Instruction:
Rewrite the lines from the start of the records through the line containing "[88, 145, 111, 162]" as a Markdown table with the columns Row and Line, omitting blank lines and leaving the pictures out.

Information provided:
• • • • •
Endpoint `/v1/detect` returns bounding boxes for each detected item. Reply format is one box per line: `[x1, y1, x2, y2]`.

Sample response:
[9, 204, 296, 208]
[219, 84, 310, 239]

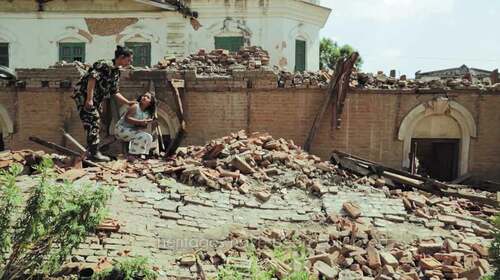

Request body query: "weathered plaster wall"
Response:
[188, 0, 330, 70]
[0, 0, 180, 69]
[0, 69, 500, 180]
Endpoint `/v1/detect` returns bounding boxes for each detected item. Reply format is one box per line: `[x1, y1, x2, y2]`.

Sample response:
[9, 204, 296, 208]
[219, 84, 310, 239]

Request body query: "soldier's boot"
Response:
[88, 145, 111, 162]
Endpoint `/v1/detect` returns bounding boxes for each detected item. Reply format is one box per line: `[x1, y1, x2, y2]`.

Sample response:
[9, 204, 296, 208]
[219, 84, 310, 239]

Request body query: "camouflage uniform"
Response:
[73, 60, 120, 147]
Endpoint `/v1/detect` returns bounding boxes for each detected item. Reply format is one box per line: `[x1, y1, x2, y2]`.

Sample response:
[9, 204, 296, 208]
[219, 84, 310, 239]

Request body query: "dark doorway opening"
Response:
[0, 133, 5, 152]
[411, 138, 460, 181]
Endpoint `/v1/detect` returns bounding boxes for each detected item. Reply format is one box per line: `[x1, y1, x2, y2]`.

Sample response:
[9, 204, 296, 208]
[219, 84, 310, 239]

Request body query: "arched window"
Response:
[125, 35, 151, 67]
[58, 38, 85, 62]
[295, 38, 307, 72]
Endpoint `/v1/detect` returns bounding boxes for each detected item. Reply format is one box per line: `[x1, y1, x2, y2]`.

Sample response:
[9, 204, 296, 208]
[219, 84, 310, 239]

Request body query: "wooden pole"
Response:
[304, 52, 359, 152]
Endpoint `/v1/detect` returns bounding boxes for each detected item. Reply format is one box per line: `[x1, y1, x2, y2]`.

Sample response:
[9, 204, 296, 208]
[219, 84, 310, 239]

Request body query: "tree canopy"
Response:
[319, 38, 363, 69]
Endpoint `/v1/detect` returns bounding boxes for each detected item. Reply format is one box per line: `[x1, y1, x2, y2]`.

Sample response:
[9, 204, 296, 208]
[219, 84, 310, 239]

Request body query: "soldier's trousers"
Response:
[80, 108, 101, 147]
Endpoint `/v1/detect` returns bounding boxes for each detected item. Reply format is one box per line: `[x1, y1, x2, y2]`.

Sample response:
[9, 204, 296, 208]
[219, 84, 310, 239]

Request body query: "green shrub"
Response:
[0, 158, 109, 280]
[93, 257, 158, 280]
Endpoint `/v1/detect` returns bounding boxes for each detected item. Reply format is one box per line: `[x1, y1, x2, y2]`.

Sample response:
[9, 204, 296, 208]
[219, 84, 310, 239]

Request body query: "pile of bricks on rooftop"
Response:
[350, 71, 500, 91]
[155, 46, 269, 77]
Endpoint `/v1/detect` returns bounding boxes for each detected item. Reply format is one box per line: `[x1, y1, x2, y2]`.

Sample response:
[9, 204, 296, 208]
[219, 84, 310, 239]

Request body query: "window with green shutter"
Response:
[125, 42, 151, 67]
[59, 43, 85, 62]
[215, 36, 243, 52]
[0, 43, 9, 67]
[295, 40, 306, 71]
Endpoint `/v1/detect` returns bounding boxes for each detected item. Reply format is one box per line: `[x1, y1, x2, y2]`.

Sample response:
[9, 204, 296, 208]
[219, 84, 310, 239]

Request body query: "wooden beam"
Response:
[304, 52, 359, 152]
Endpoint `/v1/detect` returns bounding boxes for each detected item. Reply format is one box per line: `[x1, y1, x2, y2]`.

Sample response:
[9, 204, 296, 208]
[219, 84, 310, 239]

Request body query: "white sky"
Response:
[321, 0, 500, 76]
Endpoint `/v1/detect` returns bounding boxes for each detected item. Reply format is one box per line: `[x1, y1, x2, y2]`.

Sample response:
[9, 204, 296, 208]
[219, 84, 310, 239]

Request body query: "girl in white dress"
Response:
[115, 92, 157, 158]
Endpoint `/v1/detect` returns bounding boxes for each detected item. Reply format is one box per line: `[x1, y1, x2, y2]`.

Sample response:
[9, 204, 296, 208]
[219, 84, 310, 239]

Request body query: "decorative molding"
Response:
[398, 97, 477, 175]
[51, 26, 93, 43]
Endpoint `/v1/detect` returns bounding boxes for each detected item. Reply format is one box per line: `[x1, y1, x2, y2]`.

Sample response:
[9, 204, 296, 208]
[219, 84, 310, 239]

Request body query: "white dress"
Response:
[115, 105, 153, 155]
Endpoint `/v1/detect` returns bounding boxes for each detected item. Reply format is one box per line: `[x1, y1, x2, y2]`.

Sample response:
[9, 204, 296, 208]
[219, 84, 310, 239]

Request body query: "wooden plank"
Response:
[304, 52, 359, 152]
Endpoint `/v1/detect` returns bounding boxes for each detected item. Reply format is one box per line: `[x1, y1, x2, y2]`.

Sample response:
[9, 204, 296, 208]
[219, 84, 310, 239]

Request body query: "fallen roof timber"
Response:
[331, 151, 500, 208]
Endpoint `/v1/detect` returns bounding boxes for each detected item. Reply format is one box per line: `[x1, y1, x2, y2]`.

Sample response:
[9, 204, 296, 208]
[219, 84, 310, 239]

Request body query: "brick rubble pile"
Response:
[350, 71, 500, 91]
[155, 46, 269, 77]
[0, 131, 498, 280]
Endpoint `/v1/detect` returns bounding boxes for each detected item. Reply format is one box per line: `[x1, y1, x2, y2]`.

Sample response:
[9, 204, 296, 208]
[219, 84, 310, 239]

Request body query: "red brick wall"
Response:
[0, 81, 500, 180]
[185, 89, 500, 182]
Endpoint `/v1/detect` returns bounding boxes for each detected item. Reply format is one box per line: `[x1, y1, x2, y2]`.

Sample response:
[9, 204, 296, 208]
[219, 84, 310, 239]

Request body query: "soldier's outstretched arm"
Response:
[84, 78, 95, 110]
[115, 92, 135, 105]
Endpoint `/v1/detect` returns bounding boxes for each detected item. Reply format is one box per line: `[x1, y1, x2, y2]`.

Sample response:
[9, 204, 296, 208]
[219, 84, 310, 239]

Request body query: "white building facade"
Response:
[0, 0, 331, 71]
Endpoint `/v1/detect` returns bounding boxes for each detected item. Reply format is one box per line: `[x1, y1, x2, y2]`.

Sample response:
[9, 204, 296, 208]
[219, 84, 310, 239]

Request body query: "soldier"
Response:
[73, 46, 135, 161]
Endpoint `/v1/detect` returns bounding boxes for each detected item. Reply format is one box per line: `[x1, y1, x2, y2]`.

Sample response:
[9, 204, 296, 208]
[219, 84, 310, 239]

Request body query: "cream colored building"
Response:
[0, 0, 331, 70]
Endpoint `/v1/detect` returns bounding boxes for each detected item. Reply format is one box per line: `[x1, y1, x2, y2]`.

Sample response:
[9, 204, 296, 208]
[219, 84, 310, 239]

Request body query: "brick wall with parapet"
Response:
[0, 68, 500, 179]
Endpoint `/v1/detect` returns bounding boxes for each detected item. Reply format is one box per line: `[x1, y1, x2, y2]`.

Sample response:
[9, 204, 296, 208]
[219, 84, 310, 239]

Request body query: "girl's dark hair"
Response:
[137, 91, 158, 118]
[115, 45, 134, 59]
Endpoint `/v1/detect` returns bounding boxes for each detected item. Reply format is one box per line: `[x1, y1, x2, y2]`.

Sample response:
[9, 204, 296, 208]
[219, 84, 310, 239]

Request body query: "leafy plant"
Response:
[93, 257, 158, 280]
[489, 214, 500, 279]
[0, 164, 23, 263]
[319, 38, 363, 69]
[0, 158, 109, 280]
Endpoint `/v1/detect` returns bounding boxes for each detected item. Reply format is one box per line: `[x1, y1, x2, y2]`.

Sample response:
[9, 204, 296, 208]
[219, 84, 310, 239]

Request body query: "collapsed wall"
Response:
[0, 132, 498, 279]
[0, 61, 500, 182]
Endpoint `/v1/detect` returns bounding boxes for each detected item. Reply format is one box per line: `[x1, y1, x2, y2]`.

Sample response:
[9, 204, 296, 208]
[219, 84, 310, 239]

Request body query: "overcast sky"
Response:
[321, 0, 500, 76]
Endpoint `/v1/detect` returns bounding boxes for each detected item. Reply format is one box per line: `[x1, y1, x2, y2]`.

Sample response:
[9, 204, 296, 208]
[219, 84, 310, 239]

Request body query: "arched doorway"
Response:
[398, 98, 477, 181]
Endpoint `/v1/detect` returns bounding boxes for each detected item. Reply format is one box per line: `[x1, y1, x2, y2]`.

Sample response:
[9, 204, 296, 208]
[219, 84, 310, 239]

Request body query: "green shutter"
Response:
[59, 43, 85, 62]
[0, 43, 9, 67]
[295, 40, 306, 72]
[125, 42, 151, 67]
[215, 36, 243, 52]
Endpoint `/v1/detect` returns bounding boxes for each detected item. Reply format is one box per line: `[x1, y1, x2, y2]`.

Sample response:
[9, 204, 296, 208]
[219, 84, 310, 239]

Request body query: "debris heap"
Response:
[0, 131, 498, 280]
[129, 131, 351, 196]
[350, 71, 500, 90]
[155, 46, 269, 76]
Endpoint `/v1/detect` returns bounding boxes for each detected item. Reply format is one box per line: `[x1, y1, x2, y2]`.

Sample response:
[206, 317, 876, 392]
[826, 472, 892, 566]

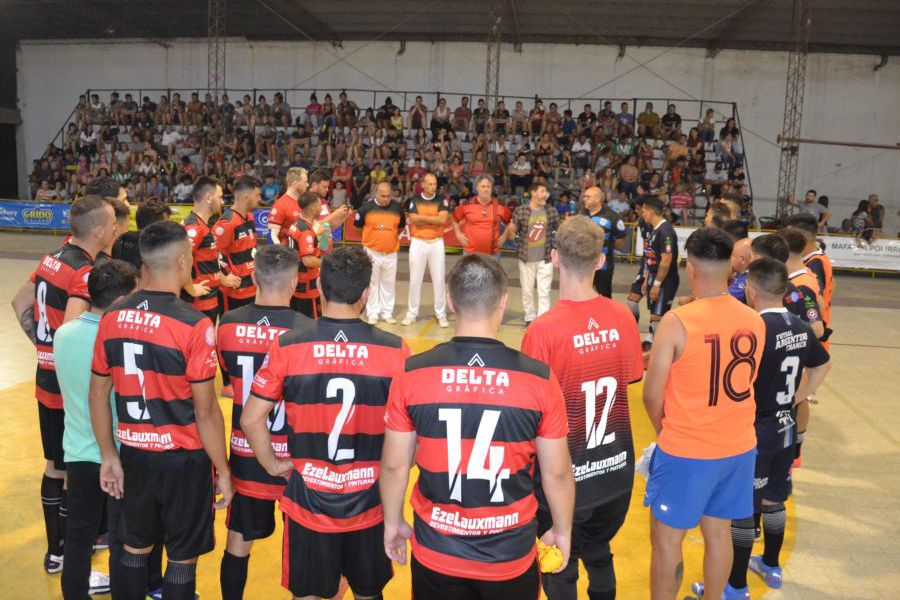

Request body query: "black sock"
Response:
[219, 550, 250, 600]
[763, 503, 787, 567]
[163, 560, 197, 600]
[728, 517, 754, 590]
[41, 475, 64, 556]
[147, 542, 163, 591]
[116, 549, 150, 600]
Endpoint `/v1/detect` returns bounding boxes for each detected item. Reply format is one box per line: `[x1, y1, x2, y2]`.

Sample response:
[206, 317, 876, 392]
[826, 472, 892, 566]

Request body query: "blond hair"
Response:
[556, 215, 603, 275]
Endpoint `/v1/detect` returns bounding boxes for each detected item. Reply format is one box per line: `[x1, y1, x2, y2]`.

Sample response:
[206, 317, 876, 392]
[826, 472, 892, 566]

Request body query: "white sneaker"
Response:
[88, 571, 109, 596]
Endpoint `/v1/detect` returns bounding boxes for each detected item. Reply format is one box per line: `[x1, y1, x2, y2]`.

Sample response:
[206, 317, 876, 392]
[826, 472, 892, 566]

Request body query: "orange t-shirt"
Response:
[657, 295, 766, 459]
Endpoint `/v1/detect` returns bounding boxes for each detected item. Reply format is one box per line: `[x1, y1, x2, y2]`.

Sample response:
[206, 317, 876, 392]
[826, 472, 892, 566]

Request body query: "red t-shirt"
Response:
[522, 296, 644, 509]
[453, 197, 512, 254]
[385, 337, 568, 581]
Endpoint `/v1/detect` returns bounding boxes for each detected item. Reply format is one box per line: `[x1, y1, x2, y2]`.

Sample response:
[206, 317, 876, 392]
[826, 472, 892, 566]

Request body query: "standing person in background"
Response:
[53, 261, 137, 600]
[581, 186, 625, 298]
[181, 177, 241, 323]
[379, 255, 575, 600]
[401, 173, 450, 327]
[90, 221, 232, 600]
[644, 228, 765, 600]
[451, 175, 512, 260]
[288, 192, 322, 319]
[217, 245, 311, 600]
[241, 246, 410, 600]
[213, 176, 261, 312]
[12, 196, 116, 573]
[269, 168, 315, 244]
[641, 196, 679, 351]
[506, 181, 559, 327]
[522, 216, 644, 600]
[353, 182, 406, 325]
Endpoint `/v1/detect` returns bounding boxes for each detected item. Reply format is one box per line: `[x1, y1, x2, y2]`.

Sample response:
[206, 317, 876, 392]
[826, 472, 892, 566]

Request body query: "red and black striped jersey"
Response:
[288, 217, 322, 298]
[91, 290, 218, 452]
[212, 208, 256, 299]
[216, 304, 312, 500]
[29, 244, 94, 409]
[252, 317, 410, 533]
[181, 211, 222, 310]
[522, 296, 644, 510]
[385, 337, 568, 581]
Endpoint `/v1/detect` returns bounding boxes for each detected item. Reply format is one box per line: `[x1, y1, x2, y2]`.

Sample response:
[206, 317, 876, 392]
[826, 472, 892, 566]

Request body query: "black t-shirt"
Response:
[754, 308, 829, 418]
[644, 220, 678, 285]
• • • • •
Result of the task:
| Row | Line |
|---|---|
| 1 | Endpoint `/v1/detect` returns bounding boxes for each detected item. Reply format is one box per line: `[x1, y1, x2, y2]`. |
| 2 | Sample response: |
| 3 | [9, 204, 296, 208] |
| 4 | [219, 84, 310, 239] |
| 5 | Request body query: "weathered plaster wall" |
| 6 | Response: |
| 7 | [188, 0, 330, 70] |
| 8 | [0, 0, 180, 69] |
| 9 | [0, 69, 500, 180] |
| 10 | Endpoint `/v1/detect` returns bounding boxes for each detected item. Reply format is one box per line: `[x1, y1, x2, y2]`. |
| 11 | Sample response: |
| 12 | [9, 204, 296, 208] |
| 13 | [219, 84, 310, 239] |
| 14 | Request body query: "soldier's boot" |
| 15 | Response: |
| 16 | [88, 145, 111, 162] |